Problem description:
Would you reproduce each line below exactly, leaving every picture out?
━━━━━ Records provided ━━━━━
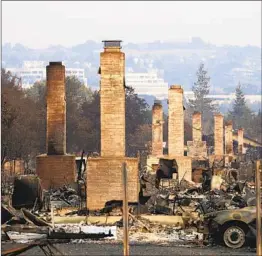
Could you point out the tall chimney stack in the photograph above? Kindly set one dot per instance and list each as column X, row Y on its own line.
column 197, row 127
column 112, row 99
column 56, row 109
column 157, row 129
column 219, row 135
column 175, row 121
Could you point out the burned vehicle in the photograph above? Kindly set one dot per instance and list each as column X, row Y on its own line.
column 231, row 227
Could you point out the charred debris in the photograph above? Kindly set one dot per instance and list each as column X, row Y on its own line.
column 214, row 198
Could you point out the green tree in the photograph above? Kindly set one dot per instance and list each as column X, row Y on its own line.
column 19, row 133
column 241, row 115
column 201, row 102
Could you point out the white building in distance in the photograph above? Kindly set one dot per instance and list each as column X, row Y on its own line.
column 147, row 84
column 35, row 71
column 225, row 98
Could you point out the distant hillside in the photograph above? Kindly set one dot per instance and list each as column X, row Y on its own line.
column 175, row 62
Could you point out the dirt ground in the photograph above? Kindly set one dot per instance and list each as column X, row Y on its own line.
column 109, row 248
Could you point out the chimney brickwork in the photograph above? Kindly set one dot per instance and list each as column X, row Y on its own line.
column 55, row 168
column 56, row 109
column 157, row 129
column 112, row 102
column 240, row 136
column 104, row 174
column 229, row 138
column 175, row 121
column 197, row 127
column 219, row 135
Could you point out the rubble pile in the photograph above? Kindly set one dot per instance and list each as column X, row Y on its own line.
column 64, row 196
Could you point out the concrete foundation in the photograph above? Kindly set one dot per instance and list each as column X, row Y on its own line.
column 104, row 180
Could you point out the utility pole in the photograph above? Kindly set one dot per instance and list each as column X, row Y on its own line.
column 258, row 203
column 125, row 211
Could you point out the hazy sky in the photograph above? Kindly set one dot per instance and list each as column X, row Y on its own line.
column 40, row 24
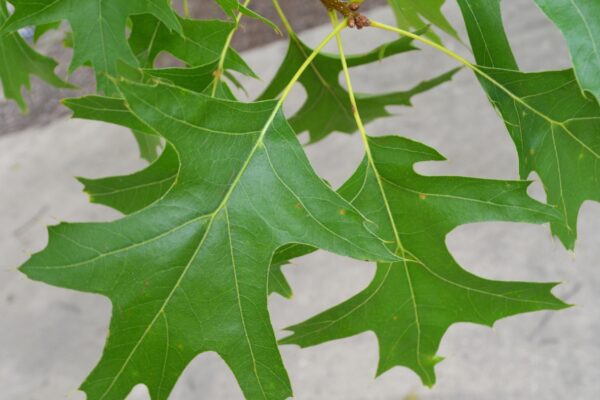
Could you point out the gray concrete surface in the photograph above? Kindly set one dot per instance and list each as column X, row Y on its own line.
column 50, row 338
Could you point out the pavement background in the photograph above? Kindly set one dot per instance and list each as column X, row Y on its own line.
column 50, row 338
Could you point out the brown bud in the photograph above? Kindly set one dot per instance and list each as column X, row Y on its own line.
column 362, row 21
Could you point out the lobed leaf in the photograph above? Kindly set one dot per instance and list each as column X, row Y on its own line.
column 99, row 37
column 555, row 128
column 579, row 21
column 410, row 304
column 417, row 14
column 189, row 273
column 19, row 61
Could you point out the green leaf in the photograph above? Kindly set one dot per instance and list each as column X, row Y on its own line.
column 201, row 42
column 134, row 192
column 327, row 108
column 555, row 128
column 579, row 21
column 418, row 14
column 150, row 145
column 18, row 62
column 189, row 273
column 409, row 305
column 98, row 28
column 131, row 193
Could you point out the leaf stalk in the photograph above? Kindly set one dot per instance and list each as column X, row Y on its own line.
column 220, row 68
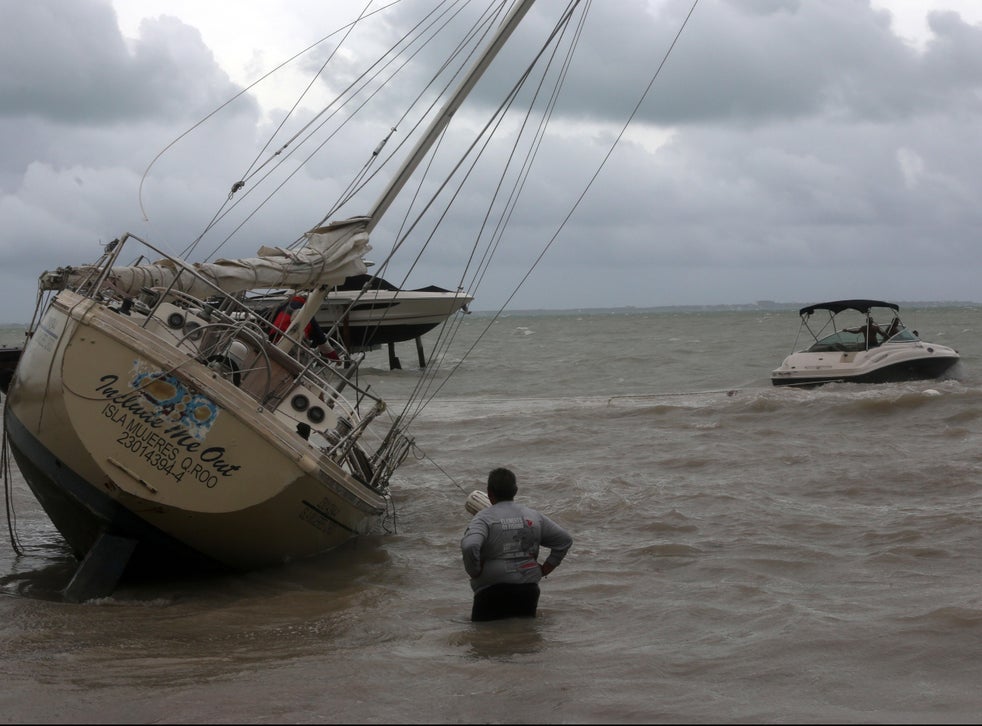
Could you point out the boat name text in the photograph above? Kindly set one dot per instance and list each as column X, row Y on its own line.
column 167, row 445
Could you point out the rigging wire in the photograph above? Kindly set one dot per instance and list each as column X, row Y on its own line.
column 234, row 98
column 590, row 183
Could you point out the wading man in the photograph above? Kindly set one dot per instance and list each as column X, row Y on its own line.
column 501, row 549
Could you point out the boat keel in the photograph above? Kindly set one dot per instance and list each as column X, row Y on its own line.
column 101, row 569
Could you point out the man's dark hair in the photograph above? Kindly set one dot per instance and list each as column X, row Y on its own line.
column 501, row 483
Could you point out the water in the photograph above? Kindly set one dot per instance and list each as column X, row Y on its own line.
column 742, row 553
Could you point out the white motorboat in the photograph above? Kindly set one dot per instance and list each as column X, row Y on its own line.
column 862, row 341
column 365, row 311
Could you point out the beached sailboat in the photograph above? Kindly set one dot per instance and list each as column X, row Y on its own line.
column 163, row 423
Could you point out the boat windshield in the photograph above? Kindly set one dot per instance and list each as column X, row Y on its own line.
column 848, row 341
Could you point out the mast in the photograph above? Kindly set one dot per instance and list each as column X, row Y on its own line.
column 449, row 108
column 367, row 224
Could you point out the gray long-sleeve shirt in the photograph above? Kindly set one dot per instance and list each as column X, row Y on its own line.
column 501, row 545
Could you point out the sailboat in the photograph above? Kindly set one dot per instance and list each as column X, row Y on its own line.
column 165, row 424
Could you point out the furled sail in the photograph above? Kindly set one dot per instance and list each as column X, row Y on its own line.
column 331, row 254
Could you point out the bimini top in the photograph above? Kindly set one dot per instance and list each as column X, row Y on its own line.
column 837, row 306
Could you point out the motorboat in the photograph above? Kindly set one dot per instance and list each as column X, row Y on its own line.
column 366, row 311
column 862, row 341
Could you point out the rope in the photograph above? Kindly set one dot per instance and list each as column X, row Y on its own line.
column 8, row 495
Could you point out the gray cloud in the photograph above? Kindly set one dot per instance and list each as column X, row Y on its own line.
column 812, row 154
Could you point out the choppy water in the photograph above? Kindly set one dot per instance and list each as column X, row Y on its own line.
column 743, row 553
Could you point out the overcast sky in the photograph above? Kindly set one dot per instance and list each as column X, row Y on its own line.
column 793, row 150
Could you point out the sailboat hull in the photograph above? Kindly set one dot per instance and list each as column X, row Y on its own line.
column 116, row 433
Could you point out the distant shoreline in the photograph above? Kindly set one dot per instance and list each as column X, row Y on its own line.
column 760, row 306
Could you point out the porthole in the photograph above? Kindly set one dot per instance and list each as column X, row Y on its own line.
━━━━━
Written reply:
Could you point out the tall chimney stack in the photograph above? Kindly set one dot per instance and list each as column X, row Y on its own line.
column 197, row 127
column 112, row 99
column 56, row 109
column 157, row 129
column 219, row 135
column 175, row 121
Could you point out the burned vehicle in the photograph above? Kindly set one dot per instance and list each as column X, row Y on its own line.
column 231, row 227
Could you point out the charred debris in the photograph above? Kindly set one dot per instance and list each as column X, row Y on its own line.
column 214, row 198
Could you point out the green tree in the photograph above? Kindly set one dot per instance and list each as column X, row Y on its own line.
column 19, row 133
column 241, row 115
column 201, row 102
Could you point out the white building in distance in the photograph above? Kindly set one dot per instance and list each as column X, row Y on its own line.
column 147, row 84
column 35, row 71
column 225, row 98
Could you point out the distant hillside in the photograph above? Kindly set one dot per instance and list each as column X, row Y on its own line.
column 175, row 62
Could you point out the dirt ground in the photograph above? Kindly set one dot per instance and list each as column X, row Y on its own line.
column 109, row 248
Could you point out the chimney brickwork in the photograph above? Kindly set one dot per instance and list each as column X, row Y on its own line.
column 55, row 168
column 56, row 109
column 157, row 129
column 112, row 102
column 240, row 136
column 104, row 174
column 229, row 138
column 175, row 121
column 197, row 127
column 219, row 135
Could you point out the rubble pile in the photograph above? Kindly set one dot per instance and list each as column X, row Y on its own line.
column 64, row 196
Could you point out the concrete foundation in the photograph above? Kindly set one dot per instance and list each as column X, row Y on its own line.
column 104, row 180
Could you point out the utility pole in the photograph above? Kindly set one dot per instance and list each as column X, row Y on its own line.
column 258, row 203
column 125, row 211
Could you point out the hazy sky in the photograph above? Kindly set one dot per instance and list each as column X, row Y on its own line.
column 40, row 24
Could you point out the gray concrete surface in the photograph above? Kindly set one dot per instance and list each as column X, row Y on its own line.
column 50, row 338
Could you point out the pavement background in the photograph above? Kindly set one dot per instance and list each as column X, row Y on its own line.
column 50, row 338
Could you point out the brown bud in the photograph above? Kindly set one dot per instance and list each as column X, row Y on its own line.
column 362, row 21
Could you point out the lobed leaf in the photograph above? Kindly set one dot per instance and list each as column X, row Y on its own line.
column 99, row 37
column 555, row 128
column 579, row 21
column 410, row 304
column 417, row 14
column 189, row 273
column 19, row 61
Could you point out the green leaf in the photograph above? Kindly set one dot per instance and list each as column X, row Y on its own line.
column 201, row 42
column 134, row 192
column 327, row 108
column 555, row 128
column 579, row 21
column 418, row 14
column 150, row 145
column 18, row 62
column 189, row 273
column 409, row 305
column 98, row 28
column 131, row 193
Could you point out the leaf stalk in the photograph above? Kindly set one dot per instance and list each as column X, row Y on its own line.
column 220, row 68
Could you point out the boat name text in the photograph above? Kindly set one dot per instance and list each as column X, row Y on its own line.
column 167, row 445
Could you point out the rigging wire in the photograph above? Kindly set one dot per instance and list each as column X, row Y on its own line.
column 234, row 98
column 590, row 183
Could you point out the wading man in the photograph above? Kindly set one dot per instance and list each as column X, row Y on its own line.
column 501, row 549
Could you point out the boat keel in the photograph above? Kindly set one dot per instance and list each as column X, row Y on its own line.
column 101, row 569
Could you point out the man's dark hair in the photograph above? Kindly set one dot per instance and list each as column X, row Y on its own line.
column 501, row 483
Could you point out the water in the photograph above? Kindly set one dot per instance and list each as column X, row Y on its own line.
column 742, row 553
Could you point out the white motorboat in the photograph above? Kindly set one dot per instance and list each as column X, row Y on its own line.
column 862, row 341
column 365, row 311
Could you point out the beached sailboat in the photograph above? Kindly set one dot per instance and list each as column X, row Y on its own line.
column 163, row 423
Could you point out the boat windshield in the photograph above? Kindly set one dot per instance and list each as column X, row Y on its own line.
column 848, row 341
Could you point out the mast in the photograph above? Kindly set one dot per instance and list each as column X, row Y on its own line.
column 449, row 108
column 367, row 224
Could you point out the gray long-sleeve shirt in the photograph above? Kindly set one dot per instance and list each as column X, row Y on its own line.
column 501, row 545
Could you point out the sailboat in the photograph above? Kindly set one dot per instance and list each as column X, row Y on its own line.
column 165, row 424
Could you point out the furled sail in the photograph above? Kindly set one dot per instance and list each as column X, row Y on its own line.
column 331, row 254
Could you point out the bimini top in the photograph above? Kindly set one dot per instance and list each as column X, row Y on its own line.
column 837, row 306
Could you point out the motorboat in the photograph above? Kindly set one dot per instance and list each as column X, row Y on its own line.
column 366, row 311
column 862, row 341
Could you point out the rope in the photograph above? Kindly set one dot per instance and list each as column X, row Y on its own line.
column 8, row 495
Could you point out the gray cloud in the photograph above? Kindly set one dot per instance and list each as column X, row Y on its own line.
column 812, row 154
Could you point out the choppy water in the photograph above? Kindly set one dot per instance and list each as column X, row Y on its own line.
column 743, row 553
Could you point out the overcast sky in the photograph above? Kindly set one dot per instance and list each as column X, row Y on its own line.
column 793, row 150
Could you point out the sailboat hull in the photograph above? Kindly set one dot per instance and list each as column X, row Y on its own line.
column 116, row 433
Could you point out the distant shoreline in the photograph above? Kindly set one dot per instance and list each as column X, row Y on its own line.
column 760, row 306
Could you point out the porthole in the photograph above? Kindly set one dot per instance and list each as column X, row Y on its own line.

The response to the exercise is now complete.